→ INSTRUÇÕES DA TAREFA:
Responda às três perguntas sobre o texto em estudo:
1. De acordo com a pergunta enviada, de que a filha de JP reclama muito?
2. Que cidade o texto dá como exemplo de ambiente quente e especialmente úmido?
3. Segundo o texto, em que parte do corpo acontece a troca de calor entre o corpo e o ambiente?

→ TEXTO EM ESTUDO:
*****

“Outro dia o senhor falou do risco do calor para pessoas com NF1. É porque tenho uma filha com NF1 e ela reclama muito das aulas de Educação Física. Ela não deve fazer? Pode explicar melhor? ” JP, de Manaus.
Cara J, obrigado pela sua pergunta e creio que sua preocupação é ainda mais justificada pela região onde vive a sua família.
De fato, as pessoas com NF1 toleram menos o calor (ver aqui) e as crianças em geral são mais vulneráveis a problemas relacionados ao calor. Assim, crianças com NF1 apresentam maior risco de problemas de saúde do que as demais crianças quando são expostas e realizam atividades físicas prolongadas em ambientes quentes e especialmente úmidos, como Manaus, por exemplo.
Vários fatores tornam as crianças mais predispostas aos problemas de saúde causados pelo aumento ou diminuição da temperatura do ambiente.
Em relação aos adultos, as crianças possuem proporcionalmente maior área de pele, que é onde acontece a troca de calor entre o corpo e o ambiente. Assim, dependendo do ambiente, o corpo das crianças aquece ou esfria (não confundir com os resfriados, que são viroses) mais rapidamente do que o corpo de um adulto.
Além disso, a imaturidade intelectual própria das crianças é acompanhada de desconhecimento dos riscos e da falta de cuidados preventivos diante de atividades físicas em ambientes de calor ou de frio intensos.

*****

→ REGISTROS DO CONJUNTO:
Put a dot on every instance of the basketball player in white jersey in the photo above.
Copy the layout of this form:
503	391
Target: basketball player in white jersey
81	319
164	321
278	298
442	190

*****

→ RESPOSTA DO EXERCÍCIO:
1. Das aulas de Educação Física.
2. Manaus.
3. Na pele.